TRECHO DO TEXTO
........
Ao alegar que é vítima de perseguição política, Witzel afirmou que isso foi consequência das investigações sobre o assassinato de Marielle Franco, então vereadora da cidade do Rio de Janeiro, ocorrido em março de 2018. "Tudo isso começou porque eu mandei investigar, sem parcialidade, o caso Marielle. Quando foram presos os dois executores da Marielle, o meu calvário e a perseguição contra mim foram inexoráveis", alegou. 

Witzel disse que foi acusado de forma leviana de interferir na polícia do Rio de Janeiro para que a investigação do caso Marielle fosse adiante, e que passou a receber retaliações do governo federal. "Ver um presidente da República, numa live lá em Dubai, acordar na madrugada para me atacar, para dizer que eu estava manipulando a polícia do meu estado, ou seja, quantos crimes de responsabilidade esse homem vai ter que cometer até que alguém o pare?", criticou.
........
[Dados de apontamento por expressões referenciais]
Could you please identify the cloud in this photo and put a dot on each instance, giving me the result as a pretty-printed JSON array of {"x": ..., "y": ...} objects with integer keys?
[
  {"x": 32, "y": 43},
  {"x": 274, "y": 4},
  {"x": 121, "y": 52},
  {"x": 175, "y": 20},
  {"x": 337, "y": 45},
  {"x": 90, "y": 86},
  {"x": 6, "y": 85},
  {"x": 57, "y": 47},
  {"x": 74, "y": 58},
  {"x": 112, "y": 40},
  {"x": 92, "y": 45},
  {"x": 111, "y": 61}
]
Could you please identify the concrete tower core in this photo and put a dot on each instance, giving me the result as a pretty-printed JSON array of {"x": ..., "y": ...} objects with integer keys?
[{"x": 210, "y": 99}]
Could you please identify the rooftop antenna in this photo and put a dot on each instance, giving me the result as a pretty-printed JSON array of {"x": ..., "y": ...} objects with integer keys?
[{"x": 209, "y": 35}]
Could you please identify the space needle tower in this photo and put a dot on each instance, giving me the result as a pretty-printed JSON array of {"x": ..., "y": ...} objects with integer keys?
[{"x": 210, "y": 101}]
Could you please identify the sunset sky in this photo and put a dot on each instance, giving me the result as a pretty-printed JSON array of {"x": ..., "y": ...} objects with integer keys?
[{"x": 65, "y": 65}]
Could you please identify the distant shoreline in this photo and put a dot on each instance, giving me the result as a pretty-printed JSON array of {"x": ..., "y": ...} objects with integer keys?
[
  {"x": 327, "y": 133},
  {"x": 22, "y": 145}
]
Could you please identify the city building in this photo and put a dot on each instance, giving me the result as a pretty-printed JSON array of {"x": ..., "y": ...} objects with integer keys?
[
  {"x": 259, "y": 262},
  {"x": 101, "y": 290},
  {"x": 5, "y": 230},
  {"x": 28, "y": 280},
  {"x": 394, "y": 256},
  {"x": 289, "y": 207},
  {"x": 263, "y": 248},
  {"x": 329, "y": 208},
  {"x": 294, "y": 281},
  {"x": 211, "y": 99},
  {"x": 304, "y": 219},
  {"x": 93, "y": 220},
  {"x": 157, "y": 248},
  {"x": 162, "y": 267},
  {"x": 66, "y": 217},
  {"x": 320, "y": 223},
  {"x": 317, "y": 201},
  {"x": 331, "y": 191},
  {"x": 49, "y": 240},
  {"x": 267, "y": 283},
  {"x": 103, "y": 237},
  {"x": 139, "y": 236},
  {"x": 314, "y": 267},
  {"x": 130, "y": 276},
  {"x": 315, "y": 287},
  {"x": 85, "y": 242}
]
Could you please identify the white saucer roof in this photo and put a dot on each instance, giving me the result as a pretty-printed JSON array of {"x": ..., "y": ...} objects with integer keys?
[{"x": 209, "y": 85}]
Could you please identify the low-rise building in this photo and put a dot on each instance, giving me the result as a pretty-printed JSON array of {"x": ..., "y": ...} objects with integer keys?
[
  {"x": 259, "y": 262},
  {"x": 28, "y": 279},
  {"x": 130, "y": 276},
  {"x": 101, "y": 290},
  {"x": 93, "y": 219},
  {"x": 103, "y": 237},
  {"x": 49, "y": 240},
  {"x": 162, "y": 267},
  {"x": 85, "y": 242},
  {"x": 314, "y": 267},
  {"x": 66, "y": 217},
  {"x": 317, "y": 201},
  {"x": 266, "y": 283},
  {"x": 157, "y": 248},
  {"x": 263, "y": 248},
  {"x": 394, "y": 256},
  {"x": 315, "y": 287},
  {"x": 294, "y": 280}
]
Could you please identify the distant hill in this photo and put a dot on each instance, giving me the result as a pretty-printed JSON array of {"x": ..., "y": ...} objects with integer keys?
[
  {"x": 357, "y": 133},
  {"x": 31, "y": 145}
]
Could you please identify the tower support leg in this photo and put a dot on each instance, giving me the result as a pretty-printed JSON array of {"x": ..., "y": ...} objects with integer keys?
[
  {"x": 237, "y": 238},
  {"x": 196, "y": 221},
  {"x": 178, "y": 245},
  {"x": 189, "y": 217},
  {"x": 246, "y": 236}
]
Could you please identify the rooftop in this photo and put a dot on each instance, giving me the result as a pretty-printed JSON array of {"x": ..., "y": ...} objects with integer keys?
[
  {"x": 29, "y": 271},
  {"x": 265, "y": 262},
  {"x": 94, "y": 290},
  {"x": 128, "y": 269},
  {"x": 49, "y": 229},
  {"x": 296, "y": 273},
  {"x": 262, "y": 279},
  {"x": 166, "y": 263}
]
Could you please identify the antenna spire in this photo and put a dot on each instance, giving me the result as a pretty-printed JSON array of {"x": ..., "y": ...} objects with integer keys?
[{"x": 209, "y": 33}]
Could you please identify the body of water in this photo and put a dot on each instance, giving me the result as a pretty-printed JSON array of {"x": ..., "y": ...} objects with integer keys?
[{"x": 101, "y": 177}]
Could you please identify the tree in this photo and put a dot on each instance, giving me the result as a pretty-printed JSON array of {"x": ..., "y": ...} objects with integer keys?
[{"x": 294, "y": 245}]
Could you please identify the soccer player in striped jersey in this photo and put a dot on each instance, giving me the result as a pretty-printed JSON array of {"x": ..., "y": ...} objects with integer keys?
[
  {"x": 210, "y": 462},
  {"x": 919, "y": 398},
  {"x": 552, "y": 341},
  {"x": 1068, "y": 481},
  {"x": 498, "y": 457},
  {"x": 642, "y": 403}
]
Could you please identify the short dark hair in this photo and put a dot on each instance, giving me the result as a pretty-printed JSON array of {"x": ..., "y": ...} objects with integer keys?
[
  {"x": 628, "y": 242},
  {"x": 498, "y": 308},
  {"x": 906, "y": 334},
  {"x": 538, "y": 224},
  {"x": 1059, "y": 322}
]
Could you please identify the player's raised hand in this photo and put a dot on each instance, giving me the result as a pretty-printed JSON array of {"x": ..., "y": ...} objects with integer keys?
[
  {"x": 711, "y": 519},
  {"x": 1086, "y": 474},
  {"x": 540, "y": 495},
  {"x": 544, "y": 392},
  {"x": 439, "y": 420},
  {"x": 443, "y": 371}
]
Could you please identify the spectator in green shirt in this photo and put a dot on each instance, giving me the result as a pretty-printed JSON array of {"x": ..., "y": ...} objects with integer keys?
........
SUAS TAREFAS
(a) Responda com base no texto sobre as declarações de Witzel:
(i) Em que mês e ano ocorreu o assassinato de Marielle Franco?
(ii) Segundo Witzel, de quem ele passou a receber retaliações?
(iii) De onde o presidente da República fazia a live mencionada por Witzel?
(b) Prossiga o texto sobre as declarações de Witzel a partir da última frase apresentada.

RESPOSTAS POR TAREFA
(a)
(i) Em março de 2018.
(ii) Do governo federal.
(iii) De Dubai.

(b)
A partir de então, Witzel relata ter ficado em uma situação de vulnerabilidade, e que não era recebido mais no Palácio do Planalto nem por ministros. "Depois desse evento, eu não fui recebido mais no Palácio do Planalto e nós tínhamos dificuldade de poder falar com os ministros para sermos atendidos. Eu encontrei o ministro [Paulo] Guedes no avião e fui falar com ele. Ele virou a cara e saiu correndo: 'Não posso falar com você'. Então, esse não é o comportamento republicano", relatou Witzel ao responder questionamento feito pelo relator da CPI, senador Renan Calheiros (MDB-AL).

Moro

O ex-governador também relatou um encontro que teria ocorrido no ano passado com Sergio Moro, então ministro da Justiça. Moro teria repassado um recado de Jair Bolsonaro para que Witzel parasse de dizer que queria ser presidente da República, sob pena de ser retaliado pelo governo federal. "Esse tipo de coisa, lamentavelmente, de menino de recado, não é um papel que se espera de um magistrado", acusou.

Essa conversa ocorreu, segundo Witzel, a partir da sua solicitação para que o Ministério da Justiça não pedisse de volta cinco delegados da Polícia Federal que estavam cedidos ao governo do Rio de Janeiro. Witzel disse que foi convidado por Moro para conversar, e que achou "estranho" que o então ministro da Justiça não quisesse tirar foto com ele durante o encontro.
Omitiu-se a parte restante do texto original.